==== Supplied data ====

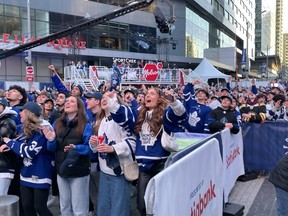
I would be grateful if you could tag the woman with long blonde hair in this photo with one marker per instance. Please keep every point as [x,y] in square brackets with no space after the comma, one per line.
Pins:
[115,123]
[155,119]
[36,172]
[69,140]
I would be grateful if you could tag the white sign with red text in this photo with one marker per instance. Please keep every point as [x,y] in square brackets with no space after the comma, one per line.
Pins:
[191,186]
[150,72]
[30,73]
[233,164]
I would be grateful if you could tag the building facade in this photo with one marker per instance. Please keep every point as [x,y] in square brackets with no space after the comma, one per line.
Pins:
[285,50]
[209,26]
[279,29]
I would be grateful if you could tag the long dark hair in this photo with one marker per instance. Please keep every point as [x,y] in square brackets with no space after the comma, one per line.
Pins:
[156,121]
[32,124]
[80,119]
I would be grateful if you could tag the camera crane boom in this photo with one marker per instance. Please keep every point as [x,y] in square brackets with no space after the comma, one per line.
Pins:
[116,13]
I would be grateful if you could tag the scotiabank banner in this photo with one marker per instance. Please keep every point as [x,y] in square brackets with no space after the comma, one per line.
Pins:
[192,186]
[233,163]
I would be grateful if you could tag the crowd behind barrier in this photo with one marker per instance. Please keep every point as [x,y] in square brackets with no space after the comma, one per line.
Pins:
[223,149]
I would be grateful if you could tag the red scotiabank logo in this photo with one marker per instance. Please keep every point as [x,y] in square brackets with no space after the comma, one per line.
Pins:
[150,72]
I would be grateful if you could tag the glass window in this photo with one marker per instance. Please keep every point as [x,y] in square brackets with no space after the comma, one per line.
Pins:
[12,11]
[23,13]
[42,15]
[68,20]
[12,25]
[222,10]
[216,5]
[2,24]
[226,14]
[42,28]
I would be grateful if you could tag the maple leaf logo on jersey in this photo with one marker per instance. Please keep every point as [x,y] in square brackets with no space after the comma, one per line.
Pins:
[27,162]
[193,119]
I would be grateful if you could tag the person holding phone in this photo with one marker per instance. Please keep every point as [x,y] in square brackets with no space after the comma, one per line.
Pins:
[36,171]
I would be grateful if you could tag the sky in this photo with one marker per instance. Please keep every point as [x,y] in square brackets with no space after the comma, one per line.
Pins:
[285,16]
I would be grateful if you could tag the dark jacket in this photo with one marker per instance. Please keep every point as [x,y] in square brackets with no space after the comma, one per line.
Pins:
[7,129]
[279,175]
[219,117]
[68,135]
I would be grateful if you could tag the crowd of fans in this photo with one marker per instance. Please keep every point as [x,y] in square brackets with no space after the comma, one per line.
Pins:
[53,138]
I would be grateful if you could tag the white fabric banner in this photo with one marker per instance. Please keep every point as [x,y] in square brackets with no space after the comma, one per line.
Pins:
[233,164]
[191,186]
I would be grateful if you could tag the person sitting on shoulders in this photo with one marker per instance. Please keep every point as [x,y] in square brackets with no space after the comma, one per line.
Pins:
[223,117]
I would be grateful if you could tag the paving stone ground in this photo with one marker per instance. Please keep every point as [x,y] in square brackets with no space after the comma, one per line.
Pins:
[258,197]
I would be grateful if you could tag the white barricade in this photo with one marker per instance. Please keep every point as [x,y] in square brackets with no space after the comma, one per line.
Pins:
[233,164]
[191,186]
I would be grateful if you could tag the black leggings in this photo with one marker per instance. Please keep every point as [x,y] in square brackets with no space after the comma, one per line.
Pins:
[34,201]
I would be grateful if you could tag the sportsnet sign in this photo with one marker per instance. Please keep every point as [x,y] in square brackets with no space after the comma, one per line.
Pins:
[58,44]
[191,186]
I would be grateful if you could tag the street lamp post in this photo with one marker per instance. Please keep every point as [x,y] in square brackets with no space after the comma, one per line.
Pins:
[29,58]
[248,25]
[247,50]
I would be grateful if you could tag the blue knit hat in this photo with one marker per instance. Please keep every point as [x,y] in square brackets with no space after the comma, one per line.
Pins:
[33,107]
[4,102]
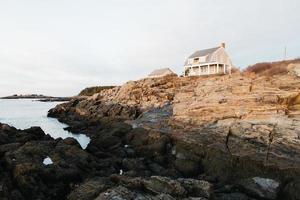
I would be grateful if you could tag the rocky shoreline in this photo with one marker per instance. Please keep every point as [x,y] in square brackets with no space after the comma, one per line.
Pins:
[223,137]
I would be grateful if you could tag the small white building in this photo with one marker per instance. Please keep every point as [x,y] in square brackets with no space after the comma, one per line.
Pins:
[161,72]
[208,61]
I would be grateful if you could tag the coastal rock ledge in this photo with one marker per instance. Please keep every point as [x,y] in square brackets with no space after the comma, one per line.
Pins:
[217,137]
[221,129]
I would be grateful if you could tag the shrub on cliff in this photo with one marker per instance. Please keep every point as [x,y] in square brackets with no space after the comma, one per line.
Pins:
[271,68]
[93,90]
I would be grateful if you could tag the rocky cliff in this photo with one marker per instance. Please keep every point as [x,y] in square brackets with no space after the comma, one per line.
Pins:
[226,129]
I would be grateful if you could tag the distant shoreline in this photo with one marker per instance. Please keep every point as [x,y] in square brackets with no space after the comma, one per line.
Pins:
[41,98]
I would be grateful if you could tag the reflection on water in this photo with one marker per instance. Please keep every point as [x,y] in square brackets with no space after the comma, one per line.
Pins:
[25,113]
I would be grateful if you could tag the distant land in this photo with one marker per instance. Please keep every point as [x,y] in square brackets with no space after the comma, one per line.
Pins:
[39,97]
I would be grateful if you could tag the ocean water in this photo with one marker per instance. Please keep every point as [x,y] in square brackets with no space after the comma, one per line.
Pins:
[25,113]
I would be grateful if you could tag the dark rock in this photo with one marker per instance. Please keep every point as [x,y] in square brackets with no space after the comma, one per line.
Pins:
[90,189]
[292,190]
[159,185]
[232,196]
[197,188]
[260,187]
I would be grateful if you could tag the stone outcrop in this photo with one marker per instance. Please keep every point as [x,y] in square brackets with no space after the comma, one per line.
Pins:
[223,129]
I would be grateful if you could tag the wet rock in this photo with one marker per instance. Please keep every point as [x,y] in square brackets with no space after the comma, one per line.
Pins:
[292,190]
[232,196]
[187,167]
[159,185]
[197,188]
[90,189]
[260,187]
[118,193]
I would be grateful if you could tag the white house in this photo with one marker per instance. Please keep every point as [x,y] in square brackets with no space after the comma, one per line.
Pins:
[208,61]
[161,72]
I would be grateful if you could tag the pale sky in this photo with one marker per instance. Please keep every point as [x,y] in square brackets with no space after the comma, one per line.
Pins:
[58,47]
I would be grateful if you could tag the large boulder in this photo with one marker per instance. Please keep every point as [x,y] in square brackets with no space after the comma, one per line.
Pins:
[292,190]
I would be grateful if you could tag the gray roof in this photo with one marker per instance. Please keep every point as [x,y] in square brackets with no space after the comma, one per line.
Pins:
[203,52]
[162,71]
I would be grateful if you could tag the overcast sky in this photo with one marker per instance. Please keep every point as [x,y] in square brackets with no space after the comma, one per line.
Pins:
[58,47]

====

[Your goal] Start at the line containing "I would be grateful if you could tag the pale". Repeat it and each line after it, word for word, to the end of the records.

[Task output]
I would be grateful if you could tag the pale sky in this photo with one marker per instance. Please keep every point as [x,y] in square brackets with no space after the comma, one per line.
Pins:
[58,47]
I would be grateful if you could tag the large boulder in this photo with one marker per instance. Please keep every point as [x,y] in square brackets with no space after the comma, one per line.
Pins:
[292,190]
I would be grateful if you could tag the gray roof in this photo with one marker per instance. Please keep every point as [x,y] in square brackets with no space after the comma, one per line.
Pins:
[203,52]
[162,71]
I would be grateful if you could tag the overcast sky in this photo with one marker per instance. Please keep every point as [x,y] in square brackets with no space after the comma, one per line.
Pins:
[58,47]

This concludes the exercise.